### TASK PROMPT
Transcribe the records in their entirety, exactly as given.

Dataset excerpts
=== Section Start ===

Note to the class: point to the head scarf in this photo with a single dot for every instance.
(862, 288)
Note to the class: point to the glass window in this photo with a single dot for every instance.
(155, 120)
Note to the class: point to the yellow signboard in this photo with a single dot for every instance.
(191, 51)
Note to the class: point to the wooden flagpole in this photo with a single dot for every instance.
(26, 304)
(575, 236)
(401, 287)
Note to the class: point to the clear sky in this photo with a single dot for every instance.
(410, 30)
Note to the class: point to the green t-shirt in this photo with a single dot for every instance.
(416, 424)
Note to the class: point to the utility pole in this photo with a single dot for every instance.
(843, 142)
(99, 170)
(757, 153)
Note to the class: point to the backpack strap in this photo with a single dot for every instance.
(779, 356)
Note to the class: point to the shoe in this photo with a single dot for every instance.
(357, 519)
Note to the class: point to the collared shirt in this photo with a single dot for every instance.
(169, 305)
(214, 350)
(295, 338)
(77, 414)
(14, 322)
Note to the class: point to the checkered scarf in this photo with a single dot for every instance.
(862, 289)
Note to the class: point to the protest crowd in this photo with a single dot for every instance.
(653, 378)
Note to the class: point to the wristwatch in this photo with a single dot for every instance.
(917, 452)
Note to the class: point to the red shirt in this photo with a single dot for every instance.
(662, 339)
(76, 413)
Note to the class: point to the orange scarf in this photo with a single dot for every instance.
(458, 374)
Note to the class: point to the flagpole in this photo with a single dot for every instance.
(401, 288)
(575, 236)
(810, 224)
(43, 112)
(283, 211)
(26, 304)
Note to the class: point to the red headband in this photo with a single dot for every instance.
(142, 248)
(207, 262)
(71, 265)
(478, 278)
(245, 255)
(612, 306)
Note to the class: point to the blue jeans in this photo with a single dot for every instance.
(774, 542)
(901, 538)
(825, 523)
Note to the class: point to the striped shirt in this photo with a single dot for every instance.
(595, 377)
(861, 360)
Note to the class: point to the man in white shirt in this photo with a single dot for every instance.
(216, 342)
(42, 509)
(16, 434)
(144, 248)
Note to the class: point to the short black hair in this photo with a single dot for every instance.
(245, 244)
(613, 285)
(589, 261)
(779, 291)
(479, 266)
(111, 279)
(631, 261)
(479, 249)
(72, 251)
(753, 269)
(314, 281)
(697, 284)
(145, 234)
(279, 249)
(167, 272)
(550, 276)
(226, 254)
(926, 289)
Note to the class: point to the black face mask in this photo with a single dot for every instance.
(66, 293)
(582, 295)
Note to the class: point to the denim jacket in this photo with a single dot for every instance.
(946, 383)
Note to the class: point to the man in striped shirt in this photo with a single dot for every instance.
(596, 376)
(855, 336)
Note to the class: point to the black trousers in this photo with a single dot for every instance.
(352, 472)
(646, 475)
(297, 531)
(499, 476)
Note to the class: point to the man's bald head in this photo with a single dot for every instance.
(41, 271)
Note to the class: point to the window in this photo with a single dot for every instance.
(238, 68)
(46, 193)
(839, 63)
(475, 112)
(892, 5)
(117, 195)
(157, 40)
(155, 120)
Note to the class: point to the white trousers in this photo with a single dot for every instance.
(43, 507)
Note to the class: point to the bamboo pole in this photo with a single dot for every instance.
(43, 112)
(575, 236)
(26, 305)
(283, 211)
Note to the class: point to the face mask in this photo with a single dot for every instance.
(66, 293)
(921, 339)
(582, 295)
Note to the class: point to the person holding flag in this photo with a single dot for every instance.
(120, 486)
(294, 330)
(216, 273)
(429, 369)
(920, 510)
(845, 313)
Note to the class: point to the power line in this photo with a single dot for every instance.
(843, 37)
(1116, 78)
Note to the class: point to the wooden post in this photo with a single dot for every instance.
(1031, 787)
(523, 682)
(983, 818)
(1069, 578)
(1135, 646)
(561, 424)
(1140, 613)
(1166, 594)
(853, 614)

=== Section End ===

### EXPECTED OUTPUT
Note to the class: point to the head scarf in this photo with a single dot for every instance.
(862, 288)
Note to the class: point to the glass window in this photo with a single dot for every instance.
(155, 120)
Note to the class: point to the yellow signboard in this photo with a single dot for every instance.
(191, 51)
Note to the class: point to the wooden flagpole in this photo with a single dot for every instance.
(26, 304)
(575, 236)
(401, 287)
Note to the class: point to the clear sky in this photo with a single dot for every instance.
(410, 30)
Note to the class: point to the green t-shirt in this photo with a single dot for every instance.
(416, 424)
Note to the class: point to the utility pole in this photo with a single dot for every instance.
(843, 142)
(99, 170)
(757, 153)
Note to the class: point to the backpack strap in this photo with a single dot for every instance.
(779, 356)
Note to the class: point to the shoe in this photo with a single dot for every instance.
(357, 519)
Note to the class: point to the collared shirt in this photo with a single dot for every instance.
(169, 305)
(214, 350)
(295, 338)
(77, 414)
(14, 322)
Note to the class: point to the checkered scarf in this photo with a single dot for every instance.
(862, 289)
Note to the class: point to the protest crowd in this photo with a single dot for every instance.
(653, 378)
Note to the class: point to the wristwatch in this photo with a single dot for every instance.
(917, 452)
Note to the class: point to the red shirt in this photo with a single dot for every instance.
(662, 339)
(76, 413)
Note to the class: point to the orange scarf in this photo with a single dot for every instance.
(458, 374)
Note to the class: point to the flagpole in this photo with a single dot for every instance.
(401, 288)
(575, 236)
(810, 224)
(43, 112)
(283, 211)
(26, 304)
Note to the class: point to the red headband in this photo with a single dot for every instance.
(142, 248)
(207, 262)
(71, 265)
(478, 278)
(245, 255)
(612, 306)
Note to the class: point to the blue jeans in this photo with a single dot for every instance.
(774, 542)
(901, 538)
(825, 523)
Note to the class: point to the striped shirt in this photo with a single dot for every instance.
(595, 377)
(861, 360)
Note to the class: point to the man in white shirt in this photo with a single dot for every instance.
(216, 342)
(42, 509)
(16, 434)
(144, 248)
Note to the class: point to the short black hair in this photo with a single dot for every instance.
(245, 244)
(613, 285)
(589, 261)
(779, 291)
(479, 266)
(111, 279)
(631, 261)
(479, 249)
(72, 251)
(753, 269)
(314, 281)
(697, 284)
(145, 234)
(279, 249)
(167, 272)
(550, 276)
(226, 254)
(926, 289)
Note to the class: point to the black face mask in this photo with a single dot for every instance.
(66, 293)
(582, 295)
Note to the class: point to the denim jacket in this photo with a single dot for every instance.
(946, 383)
Note to the class: point to the man in striped shirt in this photo with a single dot for every instance.
(596, 376)
(855, 336)
Note to the class: point to the black trousers in this photo with a single dot for every instance.
(352, 472)
(646, 475)
(297, 531)
(499, 476)
Note to the class: point to the man's bald head in this photo with a single dot for every instance.
(41, 271)
Note to the class: point to the window in this photo with a single dot for every instance.
(238, 68)
(46, 193)
(839, 63)
(475, 112)
(892, 5)
(117, 195)
(157, 40)
(155, 120)
Note to the class: point to the white trousers in this photo with a single dot for every instance.
(43, 507)
Note to the class: point to the bamboo pole in this photo with a single dot for every instance.
(43, 112)
(575, 236)
(26, 305)
(283, 211)
Note to the class: point to the face mask in this photo with a single dot for every instance.
(66, 293)
(921, 339)
(582, 295)
Note to the class: point to the person holding flag in this photo with a single dot for every instance.
(120, 486)
(294, 330)
(216, 273)
(429, 369)
(920, 510)
(845, 313)
Note to the class: point to the power line in this photo with a single dot for every instance.
(843, 37)
(1116, 78)
Note to the class: point to the wooden post in this photo with a single dot for every instance.
(1031, 787)
(523, 682)
(983, 818)
(1069, 578)
(1135, 646)
(561, 424)
(1140, 613)
(1166, 594)
(853, 614)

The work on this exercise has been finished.